WHAT THE TASK ASKS: Scanning the entries below, copy every line that contains the word "webbed".

RECORDS FOR PROCESSING:
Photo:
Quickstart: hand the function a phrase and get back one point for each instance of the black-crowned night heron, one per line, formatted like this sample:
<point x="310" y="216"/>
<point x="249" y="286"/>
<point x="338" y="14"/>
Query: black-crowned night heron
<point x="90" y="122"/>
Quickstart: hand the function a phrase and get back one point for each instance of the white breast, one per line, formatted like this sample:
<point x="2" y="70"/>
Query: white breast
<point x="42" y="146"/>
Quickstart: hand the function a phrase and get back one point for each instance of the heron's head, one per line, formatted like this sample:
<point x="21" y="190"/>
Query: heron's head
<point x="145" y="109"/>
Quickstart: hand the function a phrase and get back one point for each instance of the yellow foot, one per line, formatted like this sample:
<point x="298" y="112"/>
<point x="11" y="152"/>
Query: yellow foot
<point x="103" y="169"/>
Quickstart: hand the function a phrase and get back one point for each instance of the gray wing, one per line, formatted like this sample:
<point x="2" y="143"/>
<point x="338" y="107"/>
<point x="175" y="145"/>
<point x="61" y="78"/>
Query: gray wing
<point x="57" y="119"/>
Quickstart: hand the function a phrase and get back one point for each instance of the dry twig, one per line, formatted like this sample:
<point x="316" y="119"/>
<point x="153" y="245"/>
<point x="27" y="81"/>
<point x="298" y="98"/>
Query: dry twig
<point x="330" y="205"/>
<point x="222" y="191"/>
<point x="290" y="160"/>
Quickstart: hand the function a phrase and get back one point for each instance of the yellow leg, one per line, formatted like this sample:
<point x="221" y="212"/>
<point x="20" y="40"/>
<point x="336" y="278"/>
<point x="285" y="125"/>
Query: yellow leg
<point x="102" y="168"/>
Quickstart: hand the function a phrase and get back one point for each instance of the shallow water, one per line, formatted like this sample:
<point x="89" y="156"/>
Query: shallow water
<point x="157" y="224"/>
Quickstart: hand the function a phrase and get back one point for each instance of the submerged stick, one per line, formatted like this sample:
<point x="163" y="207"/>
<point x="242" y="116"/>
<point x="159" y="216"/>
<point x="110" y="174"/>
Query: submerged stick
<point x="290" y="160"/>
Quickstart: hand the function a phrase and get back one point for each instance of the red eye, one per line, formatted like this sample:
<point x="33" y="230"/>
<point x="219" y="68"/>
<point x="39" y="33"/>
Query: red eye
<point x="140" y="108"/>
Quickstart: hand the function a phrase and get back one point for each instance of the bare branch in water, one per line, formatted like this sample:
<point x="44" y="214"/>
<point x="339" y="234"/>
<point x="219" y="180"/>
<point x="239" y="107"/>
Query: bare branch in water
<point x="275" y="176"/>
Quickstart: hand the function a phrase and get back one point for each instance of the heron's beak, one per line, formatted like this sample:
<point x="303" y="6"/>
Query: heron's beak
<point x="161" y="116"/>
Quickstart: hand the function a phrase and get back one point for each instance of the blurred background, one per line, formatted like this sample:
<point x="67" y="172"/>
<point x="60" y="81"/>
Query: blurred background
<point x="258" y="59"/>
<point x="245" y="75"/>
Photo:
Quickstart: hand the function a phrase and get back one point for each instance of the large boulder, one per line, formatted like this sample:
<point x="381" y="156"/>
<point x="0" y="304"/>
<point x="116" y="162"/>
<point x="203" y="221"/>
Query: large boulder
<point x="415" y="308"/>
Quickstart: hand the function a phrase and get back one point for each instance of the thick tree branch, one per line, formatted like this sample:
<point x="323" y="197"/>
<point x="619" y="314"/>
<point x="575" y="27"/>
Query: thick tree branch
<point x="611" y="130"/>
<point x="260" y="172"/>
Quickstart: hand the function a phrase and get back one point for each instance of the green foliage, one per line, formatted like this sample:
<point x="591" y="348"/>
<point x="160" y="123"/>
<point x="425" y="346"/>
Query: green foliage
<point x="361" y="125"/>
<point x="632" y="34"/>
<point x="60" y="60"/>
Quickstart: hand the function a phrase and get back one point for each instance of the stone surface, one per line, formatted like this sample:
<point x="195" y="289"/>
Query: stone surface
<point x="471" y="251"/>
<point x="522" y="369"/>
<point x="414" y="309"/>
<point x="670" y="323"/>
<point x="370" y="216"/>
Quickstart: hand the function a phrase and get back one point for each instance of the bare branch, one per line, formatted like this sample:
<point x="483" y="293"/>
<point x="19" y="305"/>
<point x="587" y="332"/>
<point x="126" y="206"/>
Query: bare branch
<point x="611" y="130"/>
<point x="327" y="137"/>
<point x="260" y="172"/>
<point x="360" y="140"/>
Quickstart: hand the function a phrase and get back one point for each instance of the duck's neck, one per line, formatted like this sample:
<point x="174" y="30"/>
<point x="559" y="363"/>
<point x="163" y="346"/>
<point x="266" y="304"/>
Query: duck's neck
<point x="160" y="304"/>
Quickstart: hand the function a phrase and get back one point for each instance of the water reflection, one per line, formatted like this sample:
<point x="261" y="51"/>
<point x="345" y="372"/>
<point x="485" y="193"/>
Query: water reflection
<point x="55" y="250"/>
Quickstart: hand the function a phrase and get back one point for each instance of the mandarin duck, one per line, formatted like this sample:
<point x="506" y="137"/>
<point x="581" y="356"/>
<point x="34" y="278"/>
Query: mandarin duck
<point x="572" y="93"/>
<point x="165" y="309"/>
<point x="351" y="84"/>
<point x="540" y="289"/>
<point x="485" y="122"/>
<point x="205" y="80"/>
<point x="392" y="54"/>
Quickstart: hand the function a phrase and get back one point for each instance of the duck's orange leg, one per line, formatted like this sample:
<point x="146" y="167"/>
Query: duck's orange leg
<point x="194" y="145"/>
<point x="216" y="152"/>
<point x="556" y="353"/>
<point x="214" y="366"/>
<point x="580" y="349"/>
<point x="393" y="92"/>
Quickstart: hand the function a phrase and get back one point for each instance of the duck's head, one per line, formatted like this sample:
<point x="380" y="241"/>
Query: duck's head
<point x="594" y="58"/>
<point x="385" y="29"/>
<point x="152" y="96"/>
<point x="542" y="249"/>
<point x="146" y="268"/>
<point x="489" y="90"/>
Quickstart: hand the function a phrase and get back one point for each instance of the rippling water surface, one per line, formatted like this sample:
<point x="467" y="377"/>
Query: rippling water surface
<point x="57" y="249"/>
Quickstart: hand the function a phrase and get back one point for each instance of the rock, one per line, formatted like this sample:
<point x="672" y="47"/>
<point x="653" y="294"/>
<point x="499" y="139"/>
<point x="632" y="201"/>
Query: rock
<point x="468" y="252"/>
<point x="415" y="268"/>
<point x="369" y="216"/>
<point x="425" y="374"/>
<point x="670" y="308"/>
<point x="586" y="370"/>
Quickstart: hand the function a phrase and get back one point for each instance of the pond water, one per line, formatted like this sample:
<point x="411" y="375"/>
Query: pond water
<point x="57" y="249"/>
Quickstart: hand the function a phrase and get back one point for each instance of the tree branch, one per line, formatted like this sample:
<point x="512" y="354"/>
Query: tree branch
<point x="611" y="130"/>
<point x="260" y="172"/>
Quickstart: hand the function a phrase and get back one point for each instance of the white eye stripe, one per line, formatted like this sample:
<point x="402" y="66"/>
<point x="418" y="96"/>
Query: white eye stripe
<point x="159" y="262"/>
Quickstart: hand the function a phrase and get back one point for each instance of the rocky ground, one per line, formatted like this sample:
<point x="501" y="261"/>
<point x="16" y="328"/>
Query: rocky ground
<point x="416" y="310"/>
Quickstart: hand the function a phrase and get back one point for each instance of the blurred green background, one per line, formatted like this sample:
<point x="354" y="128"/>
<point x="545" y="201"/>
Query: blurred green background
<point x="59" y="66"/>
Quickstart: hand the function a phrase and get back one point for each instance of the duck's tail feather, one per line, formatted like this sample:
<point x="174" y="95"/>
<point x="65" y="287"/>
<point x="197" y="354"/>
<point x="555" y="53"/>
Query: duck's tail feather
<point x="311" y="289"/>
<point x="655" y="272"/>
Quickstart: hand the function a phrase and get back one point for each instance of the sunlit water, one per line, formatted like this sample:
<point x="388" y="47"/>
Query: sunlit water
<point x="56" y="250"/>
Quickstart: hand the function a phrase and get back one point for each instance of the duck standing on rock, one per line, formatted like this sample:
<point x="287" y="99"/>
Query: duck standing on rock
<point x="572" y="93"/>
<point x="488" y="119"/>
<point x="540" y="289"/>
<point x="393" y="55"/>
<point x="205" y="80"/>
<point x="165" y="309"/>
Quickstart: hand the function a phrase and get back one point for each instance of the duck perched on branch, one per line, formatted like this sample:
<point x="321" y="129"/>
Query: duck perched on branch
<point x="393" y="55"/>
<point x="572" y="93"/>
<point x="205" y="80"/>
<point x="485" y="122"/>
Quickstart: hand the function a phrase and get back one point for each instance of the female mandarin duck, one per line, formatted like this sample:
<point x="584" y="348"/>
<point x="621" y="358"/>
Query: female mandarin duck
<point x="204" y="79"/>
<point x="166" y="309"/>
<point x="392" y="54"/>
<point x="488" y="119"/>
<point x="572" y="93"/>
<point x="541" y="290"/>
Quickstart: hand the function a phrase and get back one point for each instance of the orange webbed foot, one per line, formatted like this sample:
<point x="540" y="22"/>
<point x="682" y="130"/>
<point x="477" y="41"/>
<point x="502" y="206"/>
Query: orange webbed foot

SOLVED PROBLEM:
Quickstart: hand the function a phrase and get back one point for each instance of the orange webbed foot, one per line, formatted like this sample:
Query: orange webbed foot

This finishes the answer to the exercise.